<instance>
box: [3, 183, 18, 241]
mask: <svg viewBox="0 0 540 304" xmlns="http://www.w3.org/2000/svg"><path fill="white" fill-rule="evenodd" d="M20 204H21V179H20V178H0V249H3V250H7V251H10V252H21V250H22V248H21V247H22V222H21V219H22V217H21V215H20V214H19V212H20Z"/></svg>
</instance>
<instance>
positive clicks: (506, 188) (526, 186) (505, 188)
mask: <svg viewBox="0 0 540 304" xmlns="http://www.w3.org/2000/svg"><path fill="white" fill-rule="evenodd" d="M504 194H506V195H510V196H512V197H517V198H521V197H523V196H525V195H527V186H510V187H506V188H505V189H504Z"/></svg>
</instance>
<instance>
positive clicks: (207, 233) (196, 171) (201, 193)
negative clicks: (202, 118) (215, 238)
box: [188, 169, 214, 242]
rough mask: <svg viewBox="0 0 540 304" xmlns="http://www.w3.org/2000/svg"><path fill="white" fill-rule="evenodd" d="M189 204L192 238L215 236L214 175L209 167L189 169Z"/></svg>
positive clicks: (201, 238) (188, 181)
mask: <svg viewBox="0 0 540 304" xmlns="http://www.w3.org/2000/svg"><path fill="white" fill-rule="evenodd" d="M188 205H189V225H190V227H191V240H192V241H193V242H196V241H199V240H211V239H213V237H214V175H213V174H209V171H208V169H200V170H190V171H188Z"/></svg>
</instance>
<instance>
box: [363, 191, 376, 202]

--------------------------------------------------

▶ **ABOUT THIS EXERCISE**: Output each line exactly, from the first line of the data down to the line that contains "negative clicks: (202, 118) (215, 238)", both included.

▶ **ANSWER BOX**:
<instance>
box: [3, 183, 18, 241]
mask: <svg viewBox="0 0 540 304" xmlns="http://www.w3.org/2000/svg"><path fill="white" fill-rule="evenodd" d="M20 204H21V179H20V178H0V249H3V250H7V251H10V252H21V250H22V248H21V247H22V222H21V219H22V217H21V215H20V214H19V212H20Z"/></svg>
</instance>
<instance>
positive clicks: (506, 188) (526, 186) (505, 188)
mask: <svg viewBox="0 0 540 304" xmlns="http://www.w3.org/2000/svg"><path fill="white" fill-rule="evenodd" d="M504 194H506V195H510V196H512V197H517V198H521V197H523V196H525V195H527V186H510V187H506V188H505V189H504Z"/></svg>
</instance>
<instance>
positive clicks: (207, 233) (196, 171) (201, 193)
negative clicks: (202, 118) (215, 238)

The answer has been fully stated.